— О ЗАДАНИИ —
Повторите приведенный ниже текст об Окуджаве целиком, сохранив каждое слово и знак препинания.

— ТЕКСТ ДЛЯ АНАЛИЗА —
Булат Окуджава — страница 158 из 177

Окуджава никогда еще не писал о России так отстраненно. Повествователь в «Римской империи» ни секунды не сочувствует происходящему. Все отодвинулось бесконечно далеко – словно во времена Рима. Естественней в это время не плакать, а смеяться: он ведь уже не чувствовал себя солдатом этого полка, песни которого давно отшумели. Его собственные новые песни только-только стали вновь распространяться по стране, заставив многих поверить, что времена в самом деле меняются.

Глава пятая«СВИДАНИЕ С БОНАПАРТОМ»

1

Последний исторический роман Окуджавы, согласно авторской датировке, сочинялся с сентября 1979-го по февраль 1983 года, печатался в «Дружбе народов», с седьмого по девятый номера 1983 года, и полтора года спустя вышел книгой в «Советском писателе». Эту книгу Окуджава неоднократно называл лучшей, замечая, что «Путешествию дилетантов» больше повезло в общественном мнении – «там все-таки любовная история». Подчеркивая свою пристрастность к роману и включая его в сборники избранной прозы, он пытался компенсировать несправедливость судьбы: книга вышла незадолго до перестройки, и очень скоро всем стало не до нее. «Свидание» – роман зашифрованный, написанный во времена уже не застоя, а загнивания, когда мирная дрема режима сменилась лихорадочной, но уже вполне безумной активностью вроде хватания тех, кто в рабочее время посещал кинотеатры. После скандала с «Метрополем» цензура ужесточилась. Приходилось шифровать самоочевидные вещи: «Путешествие дилетантов» в этот безнадежный период наверняка не проскочило бы цензуру.

— ИСХОДНЫЕ ДАННЫЕ —
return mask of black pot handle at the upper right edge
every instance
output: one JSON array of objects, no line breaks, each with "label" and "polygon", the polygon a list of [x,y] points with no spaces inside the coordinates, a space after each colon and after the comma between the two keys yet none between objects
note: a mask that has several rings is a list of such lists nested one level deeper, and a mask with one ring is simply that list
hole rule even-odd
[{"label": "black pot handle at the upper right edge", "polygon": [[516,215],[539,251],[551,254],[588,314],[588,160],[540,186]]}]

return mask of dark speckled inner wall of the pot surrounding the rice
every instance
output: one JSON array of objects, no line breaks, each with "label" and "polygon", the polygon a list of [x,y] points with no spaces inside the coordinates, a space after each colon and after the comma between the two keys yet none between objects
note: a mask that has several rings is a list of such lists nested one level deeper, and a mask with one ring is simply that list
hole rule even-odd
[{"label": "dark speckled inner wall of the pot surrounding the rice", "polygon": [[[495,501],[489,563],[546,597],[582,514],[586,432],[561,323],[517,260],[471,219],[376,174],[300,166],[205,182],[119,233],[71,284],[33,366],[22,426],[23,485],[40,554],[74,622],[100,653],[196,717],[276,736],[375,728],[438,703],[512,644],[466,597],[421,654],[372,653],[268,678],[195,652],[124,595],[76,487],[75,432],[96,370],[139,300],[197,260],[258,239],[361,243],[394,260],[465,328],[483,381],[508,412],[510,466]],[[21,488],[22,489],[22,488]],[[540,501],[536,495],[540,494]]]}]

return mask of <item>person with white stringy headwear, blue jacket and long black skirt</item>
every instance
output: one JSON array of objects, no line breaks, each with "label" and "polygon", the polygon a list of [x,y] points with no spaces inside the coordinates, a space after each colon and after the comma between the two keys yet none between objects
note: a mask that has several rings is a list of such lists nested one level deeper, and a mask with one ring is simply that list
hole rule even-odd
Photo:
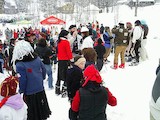
[{"label": "person with white stringy headwear, blue jacket and long black skirt", "polygon": [[46,69],[30,43],[18,41],[13,50],[13,68],[19,76],[19,92],[28,106],[27,120],[45,120],[51,115],[43,80]]}]

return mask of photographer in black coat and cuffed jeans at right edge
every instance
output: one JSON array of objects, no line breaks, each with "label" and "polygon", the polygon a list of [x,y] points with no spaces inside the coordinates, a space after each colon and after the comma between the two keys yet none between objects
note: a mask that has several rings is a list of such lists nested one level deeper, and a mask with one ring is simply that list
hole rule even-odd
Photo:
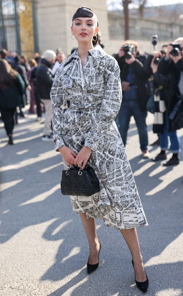
[{"label": "photographer in black coat and cuffed jeans at right edge", "polygon": [[[151,64],[154,80],[156,83],[161,84],[165,90],[166,112],[163,117],[163,133],[160,134],[160,154],[164,153],[165,155],[166,150],[169,149],[169,136],[173,155],[164,165],[179,164],[180,140],[176,130],[183,127],[182,103],[175,112],[175,106],[178,102],[181,102],[180,96],[183,96],[183,38],[176,39],[174,43],[168,45],[166,56],[158,66],[155,66],[154,63]],[[175,113],[174,117],[171,116],[173,111]],[[164,159],[166,159],[166,155]],[[155,157],[155,160],[158,159]]]}]

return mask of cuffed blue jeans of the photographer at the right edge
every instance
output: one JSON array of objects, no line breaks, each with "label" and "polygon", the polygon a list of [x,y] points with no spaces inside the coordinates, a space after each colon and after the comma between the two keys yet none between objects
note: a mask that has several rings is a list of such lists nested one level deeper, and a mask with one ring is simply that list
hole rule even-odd
[{"label": "cuffed blue jeans of the photographer at the right edge", "polygon": [[179,153],[180,152],[180,139],[177,136],[176,131],[168,132],[169,129],[169,120],[167,118],[166,113],[164,114],[164,126],[163,126],[163,133],[160,134],[160,146],[161,150],[168,150],[169,149],[169,139],[171,143],[171,152],[172,153]]}]

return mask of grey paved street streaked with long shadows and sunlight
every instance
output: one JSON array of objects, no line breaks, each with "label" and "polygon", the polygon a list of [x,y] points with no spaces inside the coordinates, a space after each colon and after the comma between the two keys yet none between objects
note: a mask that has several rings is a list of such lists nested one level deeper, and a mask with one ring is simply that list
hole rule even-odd
[{"label": "grey paved street streaked with long shadows and sunlight", "polygon": [[[62,158],[41,141],[35,115],[19,120],[14,145],[0,122],[0,296],[138,296],[131,254],[120,231],[96,220],[99,268],[88,275],[88,241],[80,215],[60,190]],[[153,115],[148,114],[149,143]],[[183,129],[178,131],[183,147]],[[132,120],[126,151],[149,226],[138,229],[148,296],[183,295],[181,163],[142,160]],[[149,146],[151,157],[160,152]],[[168,159],[171,153],[168,153]],[[144,295],[144,294],[143,294]]]}]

— ПИСЬМЕННЫЙ ОТВЕТ —
Булат Окуджава — страница 158 из 177

Окуджава никогда еще не писал о России так отстраненно. Повествователь в «Римской империи» ни секунды не сочувствует происходящему. Все отодвинулось бесконечно далеко – словно во времена Рима. Естественней в это время не плакать, а смеяться: он ведь уже не чувствовал себя солдатом этого полка, песни которого давно отшумели. Его собственные новые песни только-только стали вновь распространяться по стране, заставив многих поверить, что времена в самом деле меняются.

Глава пятая«СВИДАНИЕ С БОНАПАРТОМ»

1

Последний исторический роман Окуджавы, согласно авторской датировке, сочинялся с сентября 1979-го по февраль 1983 года, печатался в «Дружбе народов», с седьмого по девятый номера 1983 года, и полтора года спустя вышел книгой в «Советском писателе». Эту книгу Окуджава неоднократно называл лучшей, замечая, что «Путешествию дилетантов» больше повезло в общественном мнении – «там все-таки любовная история». Подчеркивая свою пристрастность к роману и включая его в сборники избранной прозы, он пытался компенсировать несправедливость судьбы: книга вышла незадолго до перестройки, и очень скоро всем стало не до нее. «Свидание» – роман зашифрованный, написанный во времена уже не застоя, а загнивания, когда мирная дрема режима сменилась лихорадочной, но уже вполне безумной активностью вроде хватания тех, кто в рабочее время посещал кинотеатры. После скандала с «Метрополем» цензура ужесточилась. Приходилось шифровать самоочевидные вещи: «Путешествие дилетантов» в этот безнадежный период наверняка не проскочило бы цензуру.